## Data extract
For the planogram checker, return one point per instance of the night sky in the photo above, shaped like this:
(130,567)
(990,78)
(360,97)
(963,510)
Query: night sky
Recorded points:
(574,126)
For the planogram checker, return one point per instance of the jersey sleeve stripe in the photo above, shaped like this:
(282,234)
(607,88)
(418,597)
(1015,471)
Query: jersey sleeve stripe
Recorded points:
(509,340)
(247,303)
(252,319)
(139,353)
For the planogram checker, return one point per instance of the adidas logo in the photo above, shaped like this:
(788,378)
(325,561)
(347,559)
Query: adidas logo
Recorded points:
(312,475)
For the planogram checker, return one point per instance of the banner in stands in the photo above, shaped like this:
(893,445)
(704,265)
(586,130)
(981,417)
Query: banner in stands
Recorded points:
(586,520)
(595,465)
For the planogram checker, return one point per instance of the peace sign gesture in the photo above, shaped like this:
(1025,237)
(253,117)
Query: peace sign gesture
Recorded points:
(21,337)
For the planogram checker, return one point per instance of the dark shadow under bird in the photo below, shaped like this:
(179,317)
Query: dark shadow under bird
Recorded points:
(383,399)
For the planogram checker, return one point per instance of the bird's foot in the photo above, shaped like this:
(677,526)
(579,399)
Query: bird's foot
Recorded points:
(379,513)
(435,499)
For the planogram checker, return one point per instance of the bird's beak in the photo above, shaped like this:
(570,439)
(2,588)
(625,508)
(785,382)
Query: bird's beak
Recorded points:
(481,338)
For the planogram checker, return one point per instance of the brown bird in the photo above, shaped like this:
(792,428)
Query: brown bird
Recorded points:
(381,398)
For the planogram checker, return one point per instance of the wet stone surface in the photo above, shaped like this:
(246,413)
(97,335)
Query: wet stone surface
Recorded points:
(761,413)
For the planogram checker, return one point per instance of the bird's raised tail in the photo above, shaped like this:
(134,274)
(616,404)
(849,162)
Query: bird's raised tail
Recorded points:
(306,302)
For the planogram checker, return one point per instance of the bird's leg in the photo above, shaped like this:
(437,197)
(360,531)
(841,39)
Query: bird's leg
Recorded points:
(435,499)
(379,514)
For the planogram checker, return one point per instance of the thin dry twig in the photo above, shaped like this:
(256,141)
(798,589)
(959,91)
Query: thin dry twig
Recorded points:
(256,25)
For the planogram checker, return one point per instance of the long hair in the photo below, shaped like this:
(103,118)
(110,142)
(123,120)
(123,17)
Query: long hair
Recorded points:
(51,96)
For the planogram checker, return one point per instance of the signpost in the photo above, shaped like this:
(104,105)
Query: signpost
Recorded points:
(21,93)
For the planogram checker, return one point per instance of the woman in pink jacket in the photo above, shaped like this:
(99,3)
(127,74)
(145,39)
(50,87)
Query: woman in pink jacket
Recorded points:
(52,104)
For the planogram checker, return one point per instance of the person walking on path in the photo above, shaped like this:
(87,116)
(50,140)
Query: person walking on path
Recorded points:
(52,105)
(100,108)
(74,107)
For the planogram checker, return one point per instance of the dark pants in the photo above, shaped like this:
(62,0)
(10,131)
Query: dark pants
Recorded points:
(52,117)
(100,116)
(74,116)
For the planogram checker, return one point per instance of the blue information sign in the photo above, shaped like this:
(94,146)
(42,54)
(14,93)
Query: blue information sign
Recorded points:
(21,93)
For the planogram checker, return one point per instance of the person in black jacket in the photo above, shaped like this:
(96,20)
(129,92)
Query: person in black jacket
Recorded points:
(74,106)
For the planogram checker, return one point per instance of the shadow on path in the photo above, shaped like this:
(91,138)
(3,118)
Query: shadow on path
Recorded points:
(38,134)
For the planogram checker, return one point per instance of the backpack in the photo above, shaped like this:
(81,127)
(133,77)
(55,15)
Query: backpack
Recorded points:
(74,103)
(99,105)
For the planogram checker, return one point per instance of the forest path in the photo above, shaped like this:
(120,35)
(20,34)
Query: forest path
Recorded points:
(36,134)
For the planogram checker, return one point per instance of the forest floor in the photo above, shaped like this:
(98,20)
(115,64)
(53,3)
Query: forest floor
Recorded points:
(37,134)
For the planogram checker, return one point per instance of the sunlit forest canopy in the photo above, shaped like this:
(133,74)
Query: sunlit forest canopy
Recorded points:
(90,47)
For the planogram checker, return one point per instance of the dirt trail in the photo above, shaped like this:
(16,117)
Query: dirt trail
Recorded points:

## Work instruction
Scan the data above for the word "woman", then copy every line that holds it.

## Exercise response
For the planogram checker, return one point per instance of the woman in pink jacket in the photo above, shaped like this:
Query: woman in pink jacket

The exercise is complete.